To be fair, the thing you described sounds like they're doing they're jobs, but that they're also idiots, so it actually makes sense to me.
That reminds me of a story of someone (I think it was one of the Cambridge Spies) joining MI6 and being faced with a complete shambles of an organisation - they assumed that, given MI6's reputation for deviousness that this was just a front and that once they had been there a while they would be introduced to the real MI6. Of course, that day never came...
What technical organization could you name which didn't have those two aspects?
What about Facebook? I think we could all name things they do which are brilliant, and things that are... not so much. How much worse would it be without the market to discipline them, with official secrecy to cover their every mistake, and limited to the pool of engineers who can pass a security screening?
The picture I get of the NSA is that the poles are just more extreme. Large scale architecture is done by someone like Binney, and then there are thousands who are like Snowden, with marginal academic credentials.
The form of the argument depends on the two not meshing. The Snowden leaks provide evidence of the former case. The contradiction between that and the latter case suggests that perhaps the NSA is not being completely forthright with the public about the scope and purpose of its domestic surveillance. It's not that hard of an argument to follow, and given how tight-lipped the executive branch has been so far it's a pretty persuasive one.
Not only that, but it assumes the bumbling terrorists (the ones using cloud services) would never compromise their more clever counterparts.
Basically, if you can glean information on the clever ones by the exposure offered by the bumbling ones, then this is an obvious indirect way to track the competent ones. Not only that, but it assumes the competent ones are always 100% competent and never make a mistake.
As they say in the SE world, it's a signal. One of many.
Secret government agencies don't tend to tell you what they can or can't do. So, even if they have hacked into the bad_guys computer and decrypted the messages instructing people to place the bombs you're not going to hear about it.
In the UK we've had some weird private courts (where NOT EVEN THE ACCUSED KNEW WHAT THEY WERE ACCUSED OF (caps because really come on even I think that's bad)) and in the US I guess the intelligence is passed onto to other agencies who then claim the arrests and other evidence is used for convictions.
I know that NSA and GCHQ have very smart, capable, people working for them. I have no doubt that if GCHQ wanted to get access to my hard drive they'd find it trivially easy to do so. Whether those people are allowed to operate at that kind of level (because of oversight or internal politics or they're just doing different work) is another matter.

■ ■ ■ ■

Your tasks:
[1] Answer these about the discussion of intelligence agencies, one line each:
(a) Which company is offered as an organization that does some brilliant things and some things that are not?
(b) Who is said to do large-scale architecture at the NSA?
(c) In the UK private courts mentioned, what did the accused not know?
[2] Copy the stretch of the discussion of intelligence agencies from "As they say" through "used for convictions.".

■ ■ ■ ■

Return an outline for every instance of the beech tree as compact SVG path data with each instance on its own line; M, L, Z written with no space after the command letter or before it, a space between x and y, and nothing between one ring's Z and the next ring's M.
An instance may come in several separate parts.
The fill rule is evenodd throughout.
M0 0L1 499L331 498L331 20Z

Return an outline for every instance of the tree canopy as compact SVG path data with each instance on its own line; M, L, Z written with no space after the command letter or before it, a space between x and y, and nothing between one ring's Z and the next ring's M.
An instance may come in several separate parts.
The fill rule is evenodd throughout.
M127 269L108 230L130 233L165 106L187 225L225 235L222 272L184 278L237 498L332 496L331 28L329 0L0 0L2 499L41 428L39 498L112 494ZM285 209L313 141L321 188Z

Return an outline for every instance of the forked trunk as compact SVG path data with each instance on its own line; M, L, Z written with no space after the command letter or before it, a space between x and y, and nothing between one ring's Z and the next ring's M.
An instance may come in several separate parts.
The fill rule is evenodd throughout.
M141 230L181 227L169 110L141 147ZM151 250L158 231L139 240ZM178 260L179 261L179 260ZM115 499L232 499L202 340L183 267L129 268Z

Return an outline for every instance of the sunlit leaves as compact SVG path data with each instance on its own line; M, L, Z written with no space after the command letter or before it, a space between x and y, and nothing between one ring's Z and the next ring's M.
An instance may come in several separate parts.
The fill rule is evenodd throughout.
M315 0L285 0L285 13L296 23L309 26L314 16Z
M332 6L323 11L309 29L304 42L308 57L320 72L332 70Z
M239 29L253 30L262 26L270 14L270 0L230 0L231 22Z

■ ■ ■ ■

Solution list:
[1]
(a) Facebook
(b) Binney
(c) What they were accused of

[2]
As they say in the SE world, it's a signal. One of many.
Secret government agencies don't tend to tell you what they can or can't do. So, even if they have hacked into the bad_guys computer and decrypted the messages instructing people to place the bombs you're not going to hear about it.
In the UK we've had some weird private courts (where NOT EVEN THE ACCUSED KNEW WHAT THEY WERE ACCUSED OF (caps because really come on even I think that's bad)) and in the US I guess the intelligence is passed onto to other agencies who then claim the arrests and other evidence is used for convictions.